**Material provided**
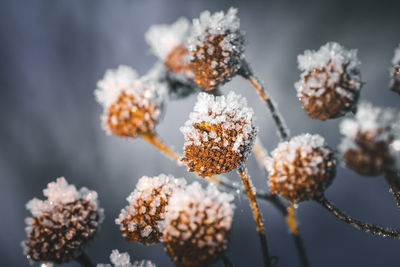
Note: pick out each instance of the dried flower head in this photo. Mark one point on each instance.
(302, 168)
(132, 106)
(140, 220)
(124, 260)
(370, 140)
(218, 135)
(167, 43)
(63, 224)
(216, 47)
(330, 83)
(197, 224)
(395, 71)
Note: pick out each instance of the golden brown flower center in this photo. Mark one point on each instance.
(307, 176)
(60, 234)
(328, 92)
(371, 157)
(215, 155)
(194, 245)
(130, 117)
(212, 64)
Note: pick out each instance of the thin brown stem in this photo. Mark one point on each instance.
(85, 261)
(257, 214)
(393, 180)
(366, 227)
(247, 73)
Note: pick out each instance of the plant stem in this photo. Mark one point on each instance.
(84, 260)
(247, 73)
(256, 213)
(366, 227)
(393, 180)
(227, 262)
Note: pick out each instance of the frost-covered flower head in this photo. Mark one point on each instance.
(216, 47)
(371, 139)
(140, 220)
(124, 260)
(218, 135)
(395, 71)
(330, 82)
(197, 224)
(132, 105)
(301, 168)
(63, 224)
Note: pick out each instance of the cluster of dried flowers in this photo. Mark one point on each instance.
(193, 223)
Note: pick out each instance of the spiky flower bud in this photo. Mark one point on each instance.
(395, 71)
(216, 47)
(132, 105)
(301, 168)
(140, 220)
(167, 43)
(63, 224)
(218, 135)
(330, 83)
(370, 140)
(196, 225)
(124, 260)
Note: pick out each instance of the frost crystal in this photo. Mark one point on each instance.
(369, 140)
(164, 38)
(219, 134)
(330, 82)
(123, 260)
(148, 203)
(132, 105)
(196, 225)
(301, 168)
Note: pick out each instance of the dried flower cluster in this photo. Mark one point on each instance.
(370, 143)
(301, 168)
(140, 220)
(196, 227)
(131, 105)
(330, 83)
(124, 260)
(395, 71)
(63, 224)
(219, 134)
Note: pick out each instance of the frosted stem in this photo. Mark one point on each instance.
(393, 180)
(85, 261)
(366, 227)
(247, 73)
(257, 214)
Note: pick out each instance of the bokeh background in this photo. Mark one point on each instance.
(52, 52)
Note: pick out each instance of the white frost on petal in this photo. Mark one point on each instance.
(164, 38)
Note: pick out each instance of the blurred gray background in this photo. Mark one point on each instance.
(53, 52)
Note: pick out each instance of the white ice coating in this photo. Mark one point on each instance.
(126, 79)
(59, 192)
(194, 202)
(372, 118)
(123, 260)
(331, 52)
(230, 110)
(164, 38)
(145, 192)
(396, 57)
(287, 151)
(217, 23)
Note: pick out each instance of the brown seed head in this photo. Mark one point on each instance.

**Task to carry out**
Can you rewrite the items from the line containing "Note: pick out each instance of the blurred" through the end of the items, changing "Mark one point" to "Place one point" and leaving everything else the same?

**Completed task**
Note: pick out each instance of the blurred gray background in this photo. Place one point on each instance.
(53, 52)
Note: pick out each instance of the white ice coating in this photo. Place one point on each instance.
(126, 79)
(59, 192)
(194, 202)
(372, 118)
(123, 260)
(331, 52)
(230, 110)
(164, 38)
(145, 192)
(396, 57)
(287, 151)
(217, 23)
Note: pick out each instance of the brown seed head in this photo. Place one point on each instance.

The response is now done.